## Instructions
• A. List every field in which, according to the seminar announcement, the fast multipole method finds application through the integral formulation of partial differential equations.
• B. Print the passage of the seminar announcement between "The seminar will" and "the seminar details.", inclusive.
• C. On what date is the seminar in the seminar announcement scheduled to take place?

MMAE Seminar by Dr. Lorena Barba—Algorithms versus Hardware and Productivity versus Performance: A Journey in Computational Biophysics

Armour College of Engineering’s Department of Mechanical, Materials, and Aerospace Engineering will welcome Dr. Lorena Barba, a professor of mechanical and aerospace engineering at the George Washington University in Washington, DC, to present a lecture, “Algorithms versus Hardware and Productivity versus Performance: A Journey in Computational Biophysics.”

The seminar will take place on Tuesday, February 8, 2022, from 12:45-1:45 p.m. in RE-104.

Contact Elena Magnus at magnus@iit.edu for the seminar details.

Abstract
Early in my research, I was motivated by the idea that new algorithms are as much or more important than improvements in computer hardware. In fact, the faster the computer, the more important the speed of algorithms. An algorithm that features prominently in our work is the fast multipole method, invented more than 30 years ago, and cited as one of the Top 10 Algorithms of the 20th Century. It was introduced in astrophysics, to simulate the interaction of many bodies under a gravitational potential. Via the integral formulation of partial differential equations, it finds application in acoustics, electromagnetics, fluid dynamics, and biophysics. We have been developing capability to model protein electrostatics using boundary integral formulations and fast multipole methods, adding hardware acceleration with GPUs. Extending the model, we studied physical settings with applications to biosensors, like interaction of proteins with charged surfaces, and resonance of localized electron-cloud vibrations known as plasmons. The software development involved in this research is a story in itself, with an excursion into methodological questions of verification and validation, and reproducibility. In our latest work, we are able to compute the electrostatic solvation energy of a full-scale virus, while emphasizing a high-productivity and high-performance computational workflow. The idea is to integrate an easy-to-use Python interface with well-optimized computational kernels written in compiled languages. Researchers can run simulations interactively via Jupyter notebooks, enabling faster prototyping and analysis, at problem scales that are competitive with high-performance computing scenarios. Modern research software efforts today aim for the union of high performance and high researcher productivity, which our work exemplifies in the context of computational biophysics.

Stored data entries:
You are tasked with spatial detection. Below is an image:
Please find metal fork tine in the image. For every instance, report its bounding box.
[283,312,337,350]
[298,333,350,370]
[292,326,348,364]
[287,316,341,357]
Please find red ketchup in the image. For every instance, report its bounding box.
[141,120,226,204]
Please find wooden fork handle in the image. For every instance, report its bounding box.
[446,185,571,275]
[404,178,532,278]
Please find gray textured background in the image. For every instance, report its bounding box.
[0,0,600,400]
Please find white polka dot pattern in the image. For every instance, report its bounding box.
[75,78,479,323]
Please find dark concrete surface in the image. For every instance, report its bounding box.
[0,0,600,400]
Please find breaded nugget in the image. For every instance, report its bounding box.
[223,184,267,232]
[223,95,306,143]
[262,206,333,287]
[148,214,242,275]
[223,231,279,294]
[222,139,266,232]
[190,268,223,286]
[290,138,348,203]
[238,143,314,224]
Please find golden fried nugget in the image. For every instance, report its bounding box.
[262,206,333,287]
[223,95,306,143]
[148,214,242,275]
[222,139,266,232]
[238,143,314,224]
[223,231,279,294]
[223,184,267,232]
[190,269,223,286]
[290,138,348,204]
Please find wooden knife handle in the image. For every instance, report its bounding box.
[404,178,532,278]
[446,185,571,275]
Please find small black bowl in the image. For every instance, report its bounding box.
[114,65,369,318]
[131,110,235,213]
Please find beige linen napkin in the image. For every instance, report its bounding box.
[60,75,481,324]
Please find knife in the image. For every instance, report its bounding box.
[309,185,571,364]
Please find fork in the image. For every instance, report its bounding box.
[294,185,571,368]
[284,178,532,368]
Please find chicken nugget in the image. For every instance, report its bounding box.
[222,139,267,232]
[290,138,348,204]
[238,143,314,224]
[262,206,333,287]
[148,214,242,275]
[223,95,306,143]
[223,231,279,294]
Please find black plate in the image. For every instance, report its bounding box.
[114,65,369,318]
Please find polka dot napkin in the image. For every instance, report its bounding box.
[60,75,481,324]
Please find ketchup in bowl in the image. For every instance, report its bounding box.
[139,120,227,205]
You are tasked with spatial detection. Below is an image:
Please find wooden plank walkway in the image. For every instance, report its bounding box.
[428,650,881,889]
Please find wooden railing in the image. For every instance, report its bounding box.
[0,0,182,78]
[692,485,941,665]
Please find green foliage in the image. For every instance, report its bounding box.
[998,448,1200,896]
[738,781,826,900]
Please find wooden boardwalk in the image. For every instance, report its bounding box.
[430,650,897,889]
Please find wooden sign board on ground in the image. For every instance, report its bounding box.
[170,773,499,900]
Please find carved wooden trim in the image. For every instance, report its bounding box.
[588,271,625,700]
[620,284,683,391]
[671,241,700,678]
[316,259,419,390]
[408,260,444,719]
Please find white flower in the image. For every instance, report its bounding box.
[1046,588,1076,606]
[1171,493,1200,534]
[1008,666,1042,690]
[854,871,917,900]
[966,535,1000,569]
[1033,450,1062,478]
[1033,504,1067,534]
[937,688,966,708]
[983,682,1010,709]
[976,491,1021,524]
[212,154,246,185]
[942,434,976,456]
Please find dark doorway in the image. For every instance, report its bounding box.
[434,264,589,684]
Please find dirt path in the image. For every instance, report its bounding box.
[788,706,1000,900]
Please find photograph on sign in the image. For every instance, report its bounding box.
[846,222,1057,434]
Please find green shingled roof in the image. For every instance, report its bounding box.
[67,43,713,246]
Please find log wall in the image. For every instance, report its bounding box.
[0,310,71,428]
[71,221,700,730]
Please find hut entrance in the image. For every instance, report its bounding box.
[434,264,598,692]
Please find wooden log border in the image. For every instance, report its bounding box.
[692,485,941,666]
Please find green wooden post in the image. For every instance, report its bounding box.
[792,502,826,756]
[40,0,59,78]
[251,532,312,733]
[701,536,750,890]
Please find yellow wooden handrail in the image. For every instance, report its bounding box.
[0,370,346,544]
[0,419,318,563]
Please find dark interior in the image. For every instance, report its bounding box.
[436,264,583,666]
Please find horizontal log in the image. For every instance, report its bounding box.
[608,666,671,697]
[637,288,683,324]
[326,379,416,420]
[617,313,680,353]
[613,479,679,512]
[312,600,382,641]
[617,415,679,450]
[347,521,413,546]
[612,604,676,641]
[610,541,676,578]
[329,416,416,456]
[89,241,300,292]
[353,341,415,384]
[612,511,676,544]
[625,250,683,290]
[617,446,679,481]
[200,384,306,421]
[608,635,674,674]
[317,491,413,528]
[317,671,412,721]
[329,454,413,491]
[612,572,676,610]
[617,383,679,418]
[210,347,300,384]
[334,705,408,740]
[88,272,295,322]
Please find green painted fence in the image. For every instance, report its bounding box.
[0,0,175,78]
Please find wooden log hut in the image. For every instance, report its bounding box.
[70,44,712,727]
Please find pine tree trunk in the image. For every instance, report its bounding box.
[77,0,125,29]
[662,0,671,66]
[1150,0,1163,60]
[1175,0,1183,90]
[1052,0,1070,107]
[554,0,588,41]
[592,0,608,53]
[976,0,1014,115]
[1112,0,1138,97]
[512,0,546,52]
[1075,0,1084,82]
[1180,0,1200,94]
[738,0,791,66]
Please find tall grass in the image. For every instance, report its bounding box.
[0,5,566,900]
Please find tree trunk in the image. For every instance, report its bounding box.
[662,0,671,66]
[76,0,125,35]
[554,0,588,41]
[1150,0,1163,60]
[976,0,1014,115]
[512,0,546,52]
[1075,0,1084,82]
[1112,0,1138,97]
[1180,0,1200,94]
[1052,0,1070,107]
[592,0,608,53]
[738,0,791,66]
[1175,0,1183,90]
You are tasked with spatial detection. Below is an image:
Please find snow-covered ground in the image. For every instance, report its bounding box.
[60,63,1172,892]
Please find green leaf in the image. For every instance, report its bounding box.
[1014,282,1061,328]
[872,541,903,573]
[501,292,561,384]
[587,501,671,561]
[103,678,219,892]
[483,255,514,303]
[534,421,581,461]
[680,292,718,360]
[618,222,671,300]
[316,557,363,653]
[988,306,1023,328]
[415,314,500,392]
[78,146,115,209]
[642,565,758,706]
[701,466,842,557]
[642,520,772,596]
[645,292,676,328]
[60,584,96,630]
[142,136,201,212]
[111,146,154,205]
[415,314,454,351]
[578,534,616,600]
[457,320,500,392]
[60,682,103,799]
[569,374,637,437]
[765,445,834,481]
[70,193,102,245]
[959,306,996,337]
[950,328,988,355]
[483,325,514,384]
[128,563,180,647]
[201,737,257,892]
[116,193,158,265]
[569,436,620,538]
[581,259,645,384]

## Task solutions
• A. Acoustics, electromagnetics, fluid dynamics, biophysics

• B.
The seminar will take place on Tuesday, February 8, 2022, from 12:45-1:45 p.m. in RE-104.

Contact Elena Magnus at magnus@iit.edu for the seminar details.

• C. Tuesday, February 8, 2022